--- WHAT THE TASK REQUIRES ---
Copy out the lines below, putting "exercise" in place of each "lesson" and keeping everything else the same.

[START OF EXTRACTED MATERIAL]

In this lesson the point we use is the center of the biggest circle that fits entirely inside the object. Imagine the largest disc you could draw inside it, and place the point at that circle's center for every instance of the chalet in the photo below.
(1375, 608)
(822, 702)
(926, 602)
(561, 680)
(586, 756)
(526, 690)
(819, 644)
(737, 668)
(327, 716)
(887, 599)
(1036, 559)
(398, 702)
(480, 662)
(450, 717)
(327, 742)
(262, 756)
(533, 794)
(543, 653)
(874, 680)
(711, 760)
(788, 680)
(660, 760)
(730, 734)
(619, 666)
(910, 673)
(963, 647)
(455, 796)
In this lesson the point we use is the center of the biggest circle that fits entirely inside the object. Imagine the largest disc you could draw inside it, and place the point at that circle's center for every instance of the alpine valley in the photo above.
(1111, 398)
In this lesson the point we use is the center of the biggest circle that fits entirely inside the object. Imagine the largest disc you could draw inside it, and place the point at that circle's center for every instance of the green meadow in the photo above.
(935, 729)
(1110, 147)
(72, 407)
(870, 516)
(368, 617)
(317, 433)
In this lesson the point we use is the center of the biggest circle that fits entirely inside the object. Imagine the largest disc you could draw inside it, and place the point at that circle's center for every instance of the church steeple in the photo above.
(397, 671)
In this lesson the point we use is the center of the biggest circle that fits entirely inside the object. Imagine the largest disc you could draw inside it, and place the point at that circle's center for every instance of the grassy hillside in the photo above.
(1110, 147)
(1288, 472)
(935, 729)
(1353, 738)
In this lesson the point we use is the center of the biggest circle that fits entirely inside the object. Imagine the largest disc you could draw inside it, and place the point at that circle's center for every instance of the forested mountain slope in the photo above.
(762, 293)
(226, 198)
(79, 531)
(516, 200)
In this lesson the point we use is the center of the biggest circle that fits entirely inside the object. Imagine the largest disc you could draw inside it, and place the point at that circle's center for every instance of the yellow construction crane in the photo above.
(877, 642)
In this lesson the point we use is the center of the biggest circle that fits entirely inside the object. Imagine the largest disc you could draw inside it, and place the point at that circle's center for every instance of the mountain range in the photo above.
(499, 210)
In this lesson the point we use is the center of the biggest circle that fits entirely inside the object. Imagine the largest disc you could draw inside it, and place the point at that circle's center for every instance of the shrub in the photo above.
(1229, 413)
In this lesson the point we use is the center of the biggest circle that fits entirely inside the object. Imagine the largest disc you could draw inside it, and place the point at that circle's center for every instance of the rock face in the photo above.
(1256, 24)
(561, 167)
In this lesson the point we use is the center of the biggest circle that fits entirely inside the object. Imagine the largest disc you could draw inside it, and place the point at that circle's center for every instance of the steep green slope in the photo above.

[END OF EXTRACTED MATERIAL]

--- ANSWER TO THIS PROBLEM ---
In this exercise the point we use is the center of the biggest circle that fits entirely inside the object. Imagine the largest disc you could draw inside it, and place the point at that circle's center for every instance of the chalet in the photo below.
(1375, 608)
(822, 702)
(926, 602)
(561, 680)
(586, 756)
(526, 690)
(819, 644)
(737, 668)
(327, 716)
(887, 599)
(1036, 559)
(398, 702)
(480, 662)
(450, 717)
(327, 742)
(262, 756)
(533, 794)
(543, 653)
(874, 680)
(711, 760)
(788, 680)
(660, 760)
(730, 734)
(619, 666)
(910, 673)
(963, 647)
(455, 796)
In this exercise the point we use is the center of the biggest circle that fits entirely inside the object. Imagine the largest disc you could draw inside it, and place the point at that circle's center for every instance of the alpine valley in the photo above.
(1111, 398)
In this exercise the point we use is the center of the biggest circle that fits entirely inside the object. Imagine the largest disc you could draw inside it, and place the point at that circle's center for every instance of the green meadow in the photo above.
(935, 729)
(1110, 147)
(72, 407)
(870, 516)
(368, 617)
(317, 433)
In this exercise the point we use is the center of the biggest circle that fits entirely inside the object. Imagine the largest disc you could draw inside it, and place the point at that circle's center for every instance of the church steeple in the photo above.
(397, 671)
In this exercise the point we use is the center of the biggest circle that fits entirely inside the object. Imagine the largest disc you could draw inside it, and place the point at that circle's center for every instance of the grassy hillside in the photo above.
(1110, 147)
(1288, 472)
(935, 729)
(1353, 738)
In this exercise the point we use is the center of the biggest circle that fits entirely inside the object. Imagine the largest disc you could draw inside it, and place the point at that circle's center for every instance of the forested mountain slope in the photo above.
(762, 293)
(226, 198)
(79, 531)
(516, 200)
In this exercise the point we use is the center of the biggest circle that fits entirely inside the object. Imagine the largest disc you could draw inside it, and place the point at that circle's center for every instance of the yellow construction crane in the photo above.
(877, 642)
In this exercise the point we use is the center of the biggest circle that fits entirely inside the object. Imagine the largest disc you could draw inside it, and place the point at that circle's center for every instance of the mountain range in the photo above.
(499, 210)
In this exercise the point we use is the center of the biggest circle that fits entirely inside the object. Imagine the largest disc you could draw inside it, and place the point at that circle's center for every instance of the shrub in the photo above.
(1229, 413)
In this exercise the point we use is the center of the biggest circle that fits entirely inside the object. Imagine the largest disc you could draw inside it, and place the point at that circle's center for every instance of the rock face in the photo above.
(1256, 24)
(561, 167)
In this exercise the point we use is the center of the biggest circle that fits entirely inside the object. Imagine the largest disc you could draw inside it, and place the point at that circle's center for every instance of the steep green slope in the photo above.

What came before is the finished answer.